Challenge:
Rewrite every line from the line with "like [98, 608]." to the line with "[386, 1060]", both included, and shift each coordinate in the answers up by 66. Copy all other lines unchanged, including their sample points.

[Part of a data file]
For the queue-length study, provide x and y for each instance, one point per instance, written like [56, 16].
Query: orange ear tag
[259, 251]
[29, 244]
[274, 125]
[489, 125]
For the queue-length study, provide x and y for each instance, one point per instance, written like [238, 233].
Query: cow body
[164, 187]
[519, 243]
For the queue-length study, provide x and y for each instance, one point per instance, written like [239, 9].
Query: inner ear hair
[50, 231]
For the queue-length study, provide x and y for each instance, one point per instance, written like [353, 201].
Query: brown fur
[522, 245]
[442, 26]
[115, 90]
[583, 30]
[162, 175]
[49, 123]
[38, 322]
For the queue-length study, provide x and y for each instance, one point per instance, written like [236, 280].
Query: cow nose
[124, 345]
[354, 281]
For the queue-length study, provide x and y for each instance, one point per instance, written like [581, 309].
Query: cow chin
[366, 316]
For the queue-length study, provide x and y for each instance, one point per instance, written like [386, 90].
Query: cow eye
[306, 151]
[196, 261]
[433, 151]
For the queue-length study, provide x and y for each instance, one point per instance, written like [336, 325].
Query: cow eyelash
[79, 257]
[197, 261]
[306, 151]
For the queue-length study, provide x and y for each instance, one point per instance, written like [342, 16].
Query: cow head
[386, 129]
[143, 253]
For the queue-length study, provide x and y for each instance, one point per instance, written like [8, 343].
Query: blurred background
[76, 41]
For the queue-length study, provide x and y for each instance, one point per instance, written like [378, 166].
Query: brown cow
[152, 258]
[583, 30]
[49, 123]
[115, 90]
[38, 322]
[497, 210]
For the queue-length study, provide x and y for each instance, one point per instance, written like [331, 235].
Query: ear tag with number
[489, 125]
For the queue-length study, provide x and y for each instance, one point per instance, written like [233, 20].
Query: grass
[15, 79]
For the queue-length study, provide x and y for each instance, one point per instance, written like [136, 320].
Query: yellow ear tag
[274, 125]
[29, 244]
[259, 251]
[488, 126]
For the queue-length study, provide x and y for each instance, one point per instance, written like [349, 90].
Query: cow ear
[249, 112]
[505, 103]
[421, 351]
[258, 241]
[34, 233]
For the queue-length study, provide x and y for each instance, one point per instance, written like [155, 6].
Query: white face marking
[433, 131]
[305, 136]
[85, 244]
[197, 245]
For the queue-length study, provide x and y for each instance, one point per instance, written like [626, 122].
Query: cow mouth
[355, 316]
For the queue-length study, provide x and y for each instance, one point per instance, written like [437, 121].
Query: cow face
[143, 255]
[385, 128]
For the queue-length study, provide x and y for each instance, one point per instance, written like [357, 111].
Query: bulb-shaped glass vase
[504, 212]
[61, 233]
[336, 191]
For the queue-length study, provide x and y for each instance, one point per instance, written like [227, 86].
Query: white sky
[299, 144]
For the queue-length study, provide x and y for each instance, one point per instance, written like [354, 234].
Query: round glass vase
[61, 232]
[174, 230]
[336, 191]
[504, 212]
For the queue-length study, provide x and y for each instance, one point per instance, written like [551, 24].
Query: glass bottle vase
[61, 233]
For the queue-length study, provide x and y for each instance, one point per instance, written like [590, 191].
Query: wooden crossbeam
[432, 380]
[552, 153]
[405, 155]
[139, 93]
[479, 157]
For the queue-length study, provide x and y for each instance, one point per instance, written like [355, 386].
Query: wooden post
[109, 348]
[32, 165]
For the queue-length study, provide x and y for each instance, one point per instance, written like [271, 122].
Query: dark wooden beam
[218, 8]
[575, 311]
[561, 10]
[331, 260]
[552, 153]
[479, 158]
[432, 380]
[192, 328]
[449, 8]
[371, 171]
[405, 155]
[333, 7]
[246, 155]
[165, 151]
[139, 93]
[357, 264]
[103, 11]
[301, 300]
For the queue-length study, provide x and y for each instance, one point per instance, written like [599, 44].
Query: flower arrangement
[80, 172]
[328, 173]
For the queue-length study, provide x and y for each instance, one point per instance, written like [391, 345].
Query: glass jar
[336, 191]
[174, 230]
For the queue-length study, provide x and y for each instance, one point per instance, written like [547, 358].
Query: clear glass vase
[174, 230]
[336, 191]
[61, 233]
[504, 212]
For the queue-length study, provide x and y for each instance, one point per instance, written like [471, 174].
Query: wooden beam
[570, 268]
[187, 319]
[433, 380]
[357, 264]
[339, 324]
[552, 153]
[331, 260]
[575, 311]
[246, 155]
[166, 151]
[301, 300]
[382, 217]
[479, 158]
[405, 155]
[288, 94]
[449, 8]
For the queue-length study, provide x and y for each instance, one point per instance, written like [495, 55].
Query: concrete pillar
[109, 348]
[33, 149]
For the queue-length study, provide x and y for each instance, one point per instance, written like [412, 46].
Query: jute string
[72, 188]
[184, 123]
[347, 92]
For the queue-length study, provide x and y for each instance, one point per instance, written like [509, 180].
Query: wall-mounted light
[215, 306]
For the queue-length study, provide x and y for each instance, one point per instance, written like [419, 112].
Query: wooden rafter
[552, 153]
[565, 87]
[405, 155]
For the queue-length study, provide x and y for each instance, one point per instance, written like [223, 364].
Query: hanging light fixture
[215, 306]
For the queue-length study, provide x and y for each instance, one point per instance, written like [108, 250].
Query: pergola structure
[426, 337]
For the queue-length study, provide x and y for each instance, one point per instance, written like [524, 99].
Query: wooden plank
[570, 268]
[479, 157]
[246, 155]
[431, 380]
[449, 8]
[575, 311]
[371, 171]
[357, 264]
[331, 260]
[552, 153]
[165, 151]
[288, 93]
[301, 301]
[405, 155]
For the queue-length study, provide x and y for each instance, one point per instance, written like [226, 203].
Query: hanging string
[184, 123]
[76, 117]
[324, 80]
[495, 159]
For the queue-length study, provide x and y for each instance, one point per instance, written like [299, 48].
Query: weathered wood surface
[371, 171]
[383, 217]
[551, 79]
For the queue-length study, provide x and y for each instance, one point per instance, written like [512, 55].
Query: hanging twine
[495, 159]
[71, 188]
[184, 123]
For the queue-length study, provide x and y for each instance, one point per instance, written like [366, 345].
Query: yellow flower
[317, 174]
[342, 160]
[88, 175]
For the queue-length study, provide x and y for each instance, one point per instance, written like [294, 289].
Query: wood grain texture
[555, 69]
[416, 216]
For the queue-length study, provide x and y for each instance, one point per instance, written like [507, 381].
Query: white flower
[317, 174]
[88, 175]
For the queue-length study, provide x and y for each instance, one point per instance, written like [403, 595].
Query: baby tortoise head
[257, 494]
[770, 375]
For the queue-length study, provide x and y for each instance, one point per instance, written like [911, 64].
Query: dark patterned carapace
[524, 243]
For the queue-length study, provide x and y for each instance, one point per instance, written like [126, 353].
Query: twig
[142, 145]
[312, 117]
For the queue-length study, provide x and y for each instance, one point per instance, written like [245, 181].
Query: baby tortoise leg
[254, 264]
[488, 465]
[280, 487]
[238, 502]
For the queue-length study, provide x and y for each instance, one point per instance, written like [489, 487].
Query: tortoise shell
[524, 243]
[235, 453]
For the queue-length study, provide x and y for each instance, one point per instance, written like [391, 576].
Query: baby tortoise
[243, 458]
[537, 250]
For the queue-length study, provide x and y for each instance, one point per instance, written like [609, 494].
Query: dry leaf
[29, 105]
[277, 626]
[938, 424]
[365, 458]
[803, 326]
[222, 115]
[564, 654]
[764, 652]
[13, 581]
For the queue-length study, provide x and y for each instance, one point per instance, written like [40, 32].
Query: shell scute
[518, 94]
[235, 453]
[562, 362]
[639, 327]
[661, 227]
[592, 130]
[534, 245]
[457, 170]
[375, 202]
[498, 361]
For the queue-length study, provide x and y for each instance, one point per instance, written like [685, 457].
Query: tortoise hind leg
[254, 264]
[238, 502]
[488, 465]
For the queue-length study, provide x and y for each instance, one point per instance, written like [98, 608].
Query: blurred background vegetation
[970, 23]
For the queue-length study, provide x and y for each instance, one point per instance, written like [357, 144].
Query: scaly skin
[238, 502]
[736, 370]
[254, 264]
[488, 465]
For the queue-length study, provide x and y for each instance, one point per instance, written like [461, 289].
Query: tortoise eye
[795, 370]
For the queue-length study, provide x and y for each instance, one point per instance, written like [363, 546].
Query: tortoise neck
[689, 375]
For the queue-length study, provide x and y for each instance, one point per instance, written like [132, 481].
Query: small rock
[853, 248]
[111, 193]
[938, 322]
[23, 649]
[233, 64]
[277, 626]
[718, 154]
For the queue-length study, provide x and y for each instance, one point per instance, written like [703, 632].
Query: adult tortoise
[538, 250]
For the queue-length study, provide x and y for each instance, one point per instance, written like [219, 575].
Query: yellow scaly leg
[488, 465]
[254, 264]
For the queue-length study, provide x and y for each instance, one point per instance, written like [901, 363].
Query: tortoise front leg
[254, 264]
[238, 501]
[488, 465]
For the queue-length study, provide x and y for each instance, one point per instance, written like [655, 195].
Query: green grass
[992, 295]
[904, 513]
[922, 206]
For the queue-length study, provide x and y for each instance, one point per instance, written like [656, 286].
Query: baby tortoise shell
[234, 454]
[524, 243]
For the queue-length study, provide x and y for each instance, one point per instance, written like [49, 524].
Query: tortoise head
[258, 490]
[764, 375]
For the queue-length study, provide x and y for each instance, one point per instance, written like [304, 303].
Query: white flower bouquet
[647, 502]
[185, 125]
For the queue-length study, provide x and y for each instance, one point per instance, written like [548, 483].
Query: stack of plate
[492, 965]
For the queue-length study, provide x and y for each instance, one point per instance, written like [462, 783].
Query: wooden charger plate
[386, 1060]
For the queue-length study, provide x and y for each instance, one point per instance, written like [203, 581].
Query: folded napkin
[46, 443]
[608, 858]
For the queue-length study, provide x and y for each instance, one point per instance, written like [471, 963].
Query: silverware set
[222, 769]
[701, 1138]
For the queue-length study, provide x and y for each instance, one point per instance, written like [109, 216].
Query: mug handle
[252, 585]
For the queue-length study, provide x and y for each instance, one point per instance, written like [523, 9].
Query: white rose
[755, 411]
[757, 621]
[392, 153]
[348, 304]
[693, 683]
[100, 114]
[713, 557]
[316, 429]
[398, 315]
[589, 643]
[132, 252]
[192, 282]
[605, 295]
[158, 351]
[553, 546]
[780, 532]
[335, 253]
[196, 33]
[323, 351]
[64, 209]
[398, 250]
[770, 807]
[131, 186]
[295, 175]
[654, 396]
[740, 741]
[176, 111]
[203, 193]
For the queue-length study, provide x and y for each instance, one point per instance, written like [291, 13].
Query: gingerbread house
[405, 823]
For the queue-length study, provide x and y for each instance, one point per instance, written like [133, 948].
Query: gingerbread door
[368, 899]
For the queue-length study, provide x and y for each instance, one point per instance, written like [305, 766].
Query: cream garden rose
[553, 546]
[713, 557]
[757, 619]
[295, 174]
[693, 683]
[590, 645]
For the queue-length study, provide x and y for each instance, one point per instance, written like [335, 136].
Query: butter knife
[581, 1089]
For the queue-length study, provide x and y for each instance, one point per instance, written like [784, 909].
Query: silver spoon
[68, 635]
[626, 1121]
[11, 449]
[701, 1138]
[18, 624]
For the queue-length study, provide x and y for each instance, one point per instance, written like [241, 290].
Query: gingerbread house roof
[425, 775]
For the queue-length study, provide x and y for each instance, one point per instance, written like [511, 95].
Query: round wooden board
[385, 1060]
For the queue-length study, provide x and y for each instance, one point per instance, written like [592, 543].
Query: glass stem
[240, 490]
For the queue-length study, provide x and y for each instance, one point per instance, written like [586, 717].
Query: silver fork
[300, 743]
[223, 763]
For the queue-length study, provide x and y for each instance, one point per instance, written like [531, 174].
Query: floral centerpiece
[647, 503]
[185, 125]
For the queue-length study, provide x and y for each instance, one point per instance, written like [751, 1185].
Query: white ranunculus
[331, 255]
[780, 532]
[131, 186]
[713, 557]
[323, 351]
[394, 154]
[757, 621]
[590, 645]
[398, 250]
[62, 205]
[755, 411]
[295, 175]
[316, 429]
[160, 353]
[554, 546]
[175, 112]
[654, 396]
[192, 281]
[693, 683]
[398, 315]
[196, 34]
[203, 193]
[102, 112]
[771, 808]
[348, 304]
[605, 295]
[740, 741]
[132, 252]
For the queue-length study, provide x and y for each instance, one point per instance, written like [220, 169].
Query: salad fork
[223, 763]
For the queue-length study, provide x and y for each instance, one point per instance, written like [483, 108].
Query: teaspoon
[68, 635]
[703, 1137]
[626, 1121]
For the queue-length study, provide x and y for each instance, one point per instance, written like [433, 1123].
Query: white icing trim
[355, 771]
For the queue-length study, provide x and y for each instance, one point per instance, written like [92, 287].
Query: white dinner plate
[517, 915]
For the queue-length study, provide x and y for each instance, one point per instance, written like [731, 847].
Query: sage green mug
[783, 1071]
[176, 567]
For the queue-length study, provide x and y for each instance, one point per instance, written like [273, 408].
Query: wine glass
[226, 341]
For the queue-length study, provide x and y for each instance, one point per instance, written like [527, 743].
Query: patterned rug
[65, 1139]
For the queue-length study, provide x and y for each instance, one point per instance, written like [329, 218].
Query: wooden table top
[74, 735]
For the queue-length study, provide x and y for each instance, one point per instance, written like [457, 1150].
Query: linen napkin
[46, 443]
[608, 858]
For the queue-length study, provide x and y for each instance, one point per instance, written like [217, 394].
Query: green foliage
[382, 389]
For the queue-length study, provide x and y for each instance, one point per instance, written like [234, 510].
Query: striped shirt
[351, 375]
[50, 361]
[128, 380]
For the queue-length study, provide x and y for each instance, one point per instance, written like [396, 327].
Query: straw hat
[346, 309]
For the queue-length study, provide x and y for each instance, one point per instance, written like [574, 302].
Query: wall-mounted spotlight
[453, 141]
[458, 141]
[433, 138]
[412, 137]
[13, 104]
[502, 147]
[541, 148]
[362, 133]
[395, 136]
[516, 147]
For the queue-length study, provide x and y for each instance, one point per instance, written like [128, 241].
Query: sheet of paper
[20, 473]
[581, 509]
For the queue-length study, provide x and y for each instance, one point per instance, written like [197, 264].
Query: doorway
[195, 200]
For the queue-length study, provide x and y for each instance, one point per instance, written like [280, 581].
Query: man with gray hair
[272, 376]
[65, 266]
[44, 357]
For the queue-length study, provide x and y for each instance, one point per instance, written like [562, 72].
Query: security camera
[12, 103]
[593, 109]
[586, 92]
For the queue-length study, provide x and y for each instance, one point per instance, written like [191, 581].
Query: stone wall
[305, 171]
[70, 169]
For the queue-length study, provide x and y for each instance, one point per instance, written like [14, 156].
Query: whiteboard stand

Task answer:
For the queue-length study, provide x and y for each instance, one point per instance, written like [98, 608].
Query: blurred background vegetation
[1036, 89]
For the queue-length study, provide x and y for each instance, one point per instance, written like [357, 144].
Query: scaly skin
[304, 568]
[802, 436]
[320, 330]
[554, 531]
For the queue-length study, provide x and y for each instance, one point per instance, written like [461, 289].
Query: tortoise eye
[861, 436]
For the queue-length study, provide x and y for each instance, one point per instance, written like [363, 546].
Query: tortoise neck
[755, 441]
For the queue-length study, provide x and y for each instance, one point per instance, written like [132, 481].
Query: small rock
[919, 314]
[177, 259]
[1004, 388]
[89, 715]
[299, 130]
[343, 692]
[784, 220]
For the queue-length study, provide x and y for each instance, one point per instance, written like [703, 632].
Query: adult tortoise
[604, 316]
For the queue-length study, provide x and y for each instance, one point per instance, written like [219, 575].
Query: yellow scaly leg
[554, 531]
[320, 330]
For the queue-length study, provide x and y for each instance, one point per instance, written like [901, 363].
Query: tortoise front leg
[320, 330]
[304, 567]
[554, 531]
For the queue-length study, provide x and y for each instance, one point per instance, written like [655, 195].
Query: green grass
[1058, 361]
[970, 579]
[988, 272]
For the queue-length study, provide x and y for each instance, one point per instance, written like [656, 286].
Query: baby tortoise shell
[300, 520]
[590, 309]
For the queue-length study, provide x and y for each instance, one point per instance, written like [49, 524].
Query: tortoise head
[324, 556]
[830, 441]
For the queue-length study, provide x and y for each instance, one point per instance, written like [304, 303].
Query: white flower bouquet
[713, 568]
[251, 191]
For the queue-length study, provide x and y for each instance, one point per instance, written like [548, 483].
Query: stack of plate
[558, 1031]
For the queue-length study, provide x and y for each instance, one point per instance, written like [462, 783].
Query: wooden charger plate
[452, 1126]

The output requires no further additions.